Your goal:
Locate the line containing "of the curtain", then please write out that line and all the lines below it in the entries exactly.

###

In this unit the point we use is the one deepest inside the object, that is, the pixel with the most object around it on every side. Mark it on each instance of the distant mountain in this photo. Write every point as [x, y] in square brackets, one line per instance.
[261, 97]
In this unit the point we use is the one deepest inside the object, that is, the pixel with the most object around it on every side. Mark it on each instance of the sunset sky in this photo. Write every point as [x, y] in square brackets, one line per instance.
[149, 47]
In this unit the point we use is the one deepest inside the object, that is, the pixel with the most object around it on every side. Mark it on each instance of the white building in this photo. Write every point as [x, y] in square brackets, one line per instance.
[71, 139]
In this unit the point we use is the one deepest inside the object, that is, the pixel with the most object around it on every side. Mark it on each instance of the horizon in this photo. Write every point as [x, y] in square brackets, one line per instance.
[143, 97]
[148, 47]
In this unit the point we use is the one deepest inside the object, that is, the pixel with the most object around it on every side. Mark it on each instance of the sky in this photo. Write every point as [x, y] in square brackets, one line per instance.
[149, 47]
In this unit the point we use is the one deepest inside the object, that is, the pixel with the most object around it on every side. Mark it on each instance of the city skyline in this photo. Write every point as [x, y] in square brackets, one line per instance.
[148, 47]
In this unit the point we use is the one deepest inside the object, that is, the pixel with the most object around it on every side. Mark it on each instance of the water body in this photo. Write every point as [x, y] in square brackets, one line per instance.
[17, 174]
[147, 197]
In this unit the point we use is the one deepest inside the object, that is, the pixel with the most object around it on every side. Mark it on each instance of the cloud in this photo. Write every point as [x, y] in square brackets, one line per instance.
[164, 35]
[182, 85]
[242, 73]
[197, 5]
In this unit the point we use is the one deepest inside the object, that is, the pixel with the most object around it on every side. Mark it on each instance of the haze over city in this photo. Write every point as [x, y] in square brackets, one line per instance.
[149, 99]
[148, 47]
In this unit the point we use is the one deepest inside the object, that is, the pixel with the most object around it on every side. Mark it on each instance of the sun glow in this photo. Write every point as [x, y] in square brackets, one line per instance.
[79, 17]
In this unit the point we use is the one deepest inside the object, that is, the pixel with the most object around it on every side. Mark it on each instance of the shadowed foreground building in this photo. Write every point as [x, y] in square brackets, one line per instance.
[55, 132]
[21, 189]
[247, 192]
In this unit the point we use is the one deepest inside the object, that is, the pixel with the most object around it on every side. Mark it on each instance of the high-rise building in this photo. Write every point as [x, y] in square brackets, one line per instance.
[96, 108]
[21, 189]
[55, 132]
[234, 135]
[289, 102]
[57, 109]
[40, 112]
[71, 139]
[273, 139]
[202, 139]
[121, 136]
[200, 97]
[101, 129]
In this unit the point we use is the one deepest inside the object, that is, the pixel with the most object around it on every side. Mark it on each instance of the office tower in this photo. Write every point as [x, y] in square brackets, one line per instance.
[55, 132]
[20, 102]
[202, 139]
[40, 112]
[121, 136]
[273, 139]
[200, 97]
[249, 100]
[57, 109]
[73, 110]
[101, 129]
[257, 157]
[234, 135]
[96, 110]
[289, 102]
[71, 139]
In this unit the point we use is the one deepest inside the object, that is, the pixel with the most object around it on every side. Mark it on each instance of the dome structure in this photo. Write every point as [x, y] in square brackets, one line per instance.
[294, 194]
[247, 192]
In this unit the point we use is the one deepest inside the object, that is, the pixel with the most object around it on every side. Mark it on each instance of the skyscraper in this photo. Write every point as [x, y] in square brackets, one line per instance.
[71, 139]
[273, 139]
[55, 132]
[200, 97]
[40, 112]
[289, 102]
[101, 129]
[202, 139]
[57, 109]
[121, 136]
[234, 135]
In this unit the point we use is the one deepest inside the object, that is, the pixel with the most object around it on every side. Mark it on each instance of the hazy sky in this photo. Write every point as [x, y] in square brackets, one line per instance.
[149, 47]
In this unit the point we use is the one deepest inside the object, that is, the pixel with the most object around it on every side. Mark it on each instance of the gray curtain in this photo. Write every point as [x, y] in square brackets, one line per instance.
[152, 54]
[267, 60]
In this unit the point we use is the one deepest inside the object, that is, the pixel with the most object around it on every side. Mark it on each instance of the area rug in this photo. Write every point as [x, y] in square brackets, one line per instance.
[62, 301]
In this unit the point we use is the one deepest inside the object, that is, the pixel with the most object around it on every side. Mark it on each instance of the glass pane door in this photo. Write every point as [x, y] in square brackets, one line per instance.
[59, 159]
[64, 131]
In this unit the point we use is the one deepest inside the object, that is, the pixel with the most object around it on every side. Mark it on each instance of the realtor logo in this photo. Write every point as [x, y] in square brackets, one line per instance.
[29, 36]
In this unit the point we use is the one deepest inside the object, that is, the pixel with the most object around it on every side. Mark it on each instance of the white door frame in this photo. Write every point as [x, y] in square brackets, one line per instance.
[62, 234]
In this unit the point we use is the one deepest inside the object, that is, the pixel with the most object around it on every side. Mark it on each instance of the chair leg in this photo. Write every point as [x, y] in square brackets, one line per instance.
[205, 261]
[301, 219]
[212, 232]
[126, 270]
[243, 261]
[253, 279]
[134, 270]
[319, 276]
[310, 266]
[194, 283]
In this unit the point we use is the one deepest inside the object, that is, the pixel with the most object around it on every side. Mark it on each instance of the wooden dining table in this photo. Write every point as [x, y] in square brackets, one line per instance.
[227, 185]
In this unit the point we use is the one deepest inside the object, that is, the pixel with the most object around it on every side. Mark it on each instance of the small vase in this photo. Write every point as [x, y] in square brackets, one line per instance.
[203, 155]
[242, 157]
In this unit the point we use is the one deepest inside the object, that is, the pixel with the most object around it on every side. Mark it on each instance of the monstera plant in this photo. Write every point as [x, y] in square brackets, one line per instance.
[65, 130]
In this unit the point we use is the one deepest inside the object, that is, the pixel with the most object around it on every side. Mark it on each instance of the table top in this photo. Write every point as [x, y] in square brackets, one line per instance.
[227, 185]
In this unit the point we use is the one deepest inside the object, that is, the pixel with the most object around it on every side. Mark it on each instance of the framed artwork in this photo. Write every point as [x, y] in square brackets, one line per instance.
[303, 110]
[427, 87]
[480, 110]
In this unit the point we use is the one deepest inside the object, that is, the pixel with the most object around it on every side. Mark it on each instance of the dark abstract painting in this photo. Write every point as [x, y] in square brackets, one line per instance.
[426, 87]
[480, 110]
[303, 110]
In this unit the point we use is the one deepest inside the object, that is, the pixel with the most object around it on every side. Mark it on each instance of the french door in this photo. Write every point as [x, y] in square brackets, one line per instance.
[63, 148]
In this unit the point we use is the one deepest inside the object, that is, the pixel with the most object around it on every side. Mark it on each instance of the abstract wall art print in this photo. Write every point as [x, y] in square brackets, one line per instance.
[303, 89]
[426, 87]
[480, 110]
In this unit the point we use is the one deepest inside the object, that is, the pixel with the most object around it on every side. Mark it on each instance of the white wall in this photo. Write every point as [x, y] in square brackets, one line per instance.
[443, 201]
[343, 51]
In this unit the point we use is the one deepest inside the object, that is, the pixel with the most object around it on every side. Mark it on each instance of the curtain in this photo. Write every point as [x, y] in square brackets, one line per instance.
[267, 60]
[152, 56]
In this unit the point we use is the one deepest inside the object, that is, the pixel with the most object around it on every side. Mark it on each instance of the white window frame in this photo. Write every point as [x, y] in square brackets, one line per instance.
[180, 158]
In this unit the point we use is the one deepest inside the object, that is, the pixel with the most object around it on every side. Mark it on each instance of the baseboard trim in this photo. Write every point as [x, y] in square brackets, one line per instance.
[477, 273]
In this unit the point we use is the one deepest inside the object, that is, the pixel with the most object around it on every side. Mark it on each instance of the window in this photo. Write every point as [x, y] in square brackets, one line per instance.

###

Solution:
In this unit the point we use is the one deepest inside the object, that is, the pixel with the most object around it on every side. Mark it on each instance of the curtain in this photo. Write every point as [x, y] in square brackets, one line per instance.
[267, 60]
[152, 56]
In this unit the point we use is the one deepest inside the object, that is, the pixel with the most object around it on every side. Mark it on each instance of the white window frame in this photo. Write every point as [x, y] in square brackets, one line per instance.
[180, 158]
In this unit the point we use is the one deepest inside the object, that is, the pixel with the most object around it on every side. Mark it on each instance of the baseboard trim in this photo. Write every point as [x, y] in square brackets, one line per instance.
[477, 273]
In this unit the point we use is the one deepest inside the object, that is, the pixel with the most object around it on every side. Mark it on each instance of the window in this photo. Write every point as [x, y] in square brackets, one line per instance.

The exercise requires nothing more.